→ **Compiti assegnati**
**A.** Trascrivi dal brano su Zelp tutto il tratto che va da "Tra di loro" fino a "e vapore acqueo.".
**B.** In base al brano su Zelp, indica se ciascuna affermazione è vera (sì o no) e cita le parole del brano che lo stabiliscono: (i) Zelp riduce le emissioni di metano fino al 60 per cento; (ii) il metano resta in atmosfera più a lungo della CO2; (iii) i progetti premiati sono cinque.
**C.** Traduci in inglese questa frase del brano su Zelp: "Si chiama Zelp ed è una sorta di museruola che si fa indossare alle mucche."

→ **Brano da leggere**
++++++++++++++++++++

Quattro i progetti che si sono aggiudicati il riconoscimento, insieme a un finanziamento da 50mila sterline e all’opportunità di lavorare fianco a fianco con sir Jonathan Ive, il progettista che ha disegnato dispositivi Apple come iPhone, iPad e AirPods.
Tra di loro c’è anche un dispositivo che non può non saltare all’occhio. Si chiama Zelp ed è una sorta di museruola che si fa indossare alle mucche. Senza interferire con le funzioni vitali e l’interazione con gli altri animali, la maschera contiene un catalizzatore che ossida il metano emesso dalle bestie, rilasciandolo nell’aria sotto forma di CO2 e vapore acqueo.
Così facendo, abbatte fino al 60 per cento le emissioni di metano, un gas che in atmosfera ha una vita più breve rispetto alla CO2 ma intrappola il calore 25 volte di più, contribuendo quindi in modo molto più incisivo ai cambiamenti climatici nel breve periodo. I dati sulle emissioni vengono monitorati direttamente da Zelp, che li trasmette a una app alla pari dei parametri sul benessere, sull’efficienza e sulla fertilità delle vacche.
Tutti i problemi che una maschera non risolve
Così facendo, Zelp promette di incidere in modo significativo sull’enorme impatto del settore agroalimentare sul riscaldamento globale. E, in parte, ci riesce: i dati sono eloquenti. Ma sarà abbastanza?

++++++++++++++++++++

→ **Dati forniti**
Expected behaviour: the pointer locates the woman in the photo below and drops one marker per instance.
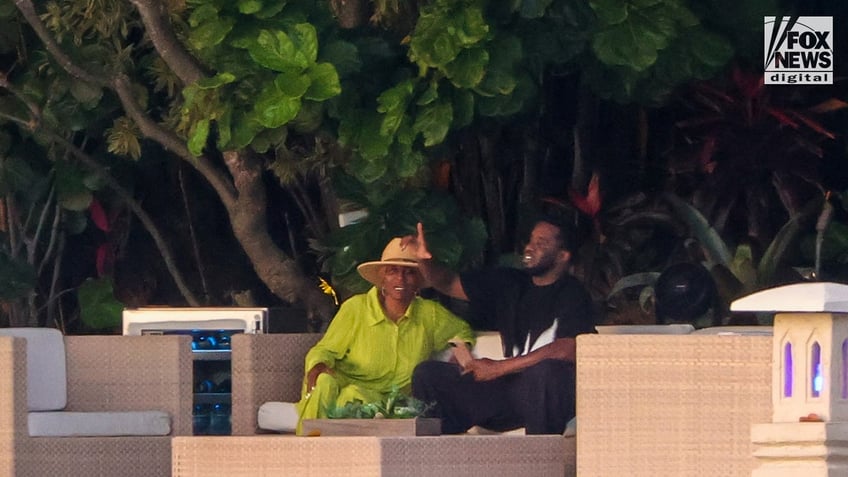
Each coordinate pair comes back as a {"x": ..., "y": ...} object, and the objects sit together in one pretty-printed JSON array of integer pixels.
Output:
[{"x": 377, "y": 338}]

++++++++++++++++++++

→ **Risposte per compito**
**A.**
Tra di loro c’è anche un dispositivo che non può non saltare all’occhio. Si chiama Zelp ed è una sorta di museruola che si fa indossare alle mucche. Senza interferire con le funzioni vitali e l’interazione con gli altri animali, la maschera contiene un catalizzatore che ossida il metano emesso dalle bestie, rilasciandolo nell’aria sotto forma di CO2 e vapore acqueo.

**B.**
(i) Sì: "abbatte fino al 60 per cento le emissioni di metano".
(ii) No: "un gas che in atmosfera ha una vita più breve rispetto alla CO2".
(iii) No: "Quattro i progetti che si sono aggiudicati il riconoscimento".

**C.** It is called Zelp and it is a sort of muzzle that cows are made to wear.